Objective> Express the material below as a JSON list of strings, with one string for each line and the blank lines omitted.

Stored data:

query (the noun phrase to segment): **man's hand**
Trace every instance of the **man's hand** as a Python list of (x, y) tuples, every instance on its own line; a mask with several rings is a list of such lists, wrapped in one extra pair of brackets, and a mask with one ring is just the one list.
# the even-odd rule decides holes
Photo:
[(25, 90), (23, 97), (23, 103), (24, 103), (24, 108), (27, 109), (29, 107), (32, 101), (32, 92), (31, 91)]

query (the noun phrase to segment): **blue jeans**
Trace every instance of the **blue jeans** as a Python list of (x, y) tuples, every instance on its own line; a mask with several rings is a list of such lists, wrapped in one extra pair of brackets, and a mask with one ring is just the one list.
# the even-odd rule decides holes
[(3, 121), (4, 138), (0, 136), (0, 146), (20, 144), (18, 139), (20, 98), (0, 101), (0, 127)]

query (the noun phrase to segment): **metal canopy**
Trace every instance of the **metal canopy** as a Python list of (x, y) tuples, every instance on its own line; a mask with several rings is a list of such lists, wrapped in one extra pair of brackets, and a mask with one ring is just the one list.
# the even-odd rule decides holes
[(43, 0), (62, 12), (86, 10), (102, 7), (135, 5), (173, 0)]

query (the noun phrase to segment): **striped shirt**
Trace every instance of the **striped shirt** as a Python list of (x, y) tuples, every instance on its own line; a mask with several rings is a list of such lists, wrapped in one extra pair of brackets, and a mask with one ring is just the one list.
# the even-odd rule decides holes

Solution to the problem>
[
  "query (the noun phrase to segment): **man's hand**",
  "Trace every instance of the **man's hand** as a Python list of (x, y) tuples, every instance on its own line; a mask with several rings is a list of such lists, wrapped in one extra pair of brackets, and a mask with one ring is just the one list.",
  "# the even-odd rule decides holes",
  "Photo:",
  "[(25, 90), (23, 97), (23, 103), (24, 103), (24, 108), (27, 109), (29, 107), (32, 101), (32, 92), (31, 91)]",
  "query (the noun phrase to segment): **blue jeans**",
  "Trace every instance of the **blue jeans** as a Python list of (x, y) tuples, every instance on its own line; a mask with several rings is a list of such lists, wrapped in one extra pair of brackets, and a mask with one ring is just the one list.",
  "# the even-odd rule decides holes",
  "[(3, 121), (4, 138), (0, 136), (0, 146), (20, 144), (18, 139), (20, 98), (0, 101), (0, 127)]",
  "query (the noun phrase to segment): **metal canopy**",
  "Trace every instance of the **metal canopy** as a Python list of (x, y) tuples, every instance on its own line; a mask with several rings is a list of such lists, wrapped in one extra pair of brackets, and a mask with one ring is just the one list.",
  "# the even-odd rule decides holes",
  "[(43, 0), (62, 12), (86, 10), (102, 7), (135, 5), (173, 0)]",
  "query (the noun phrase to segment): **striped shirt**",
  "Trace every instance of the **striped shirt** as a Python list of (x, y) tuples, every instance on its own line; a mask with several rings is a list of such lists, wrapped in one extra pair of brackets, and a mask with one ring is just the one list.",
  "# the even-odd rule decides holes"
]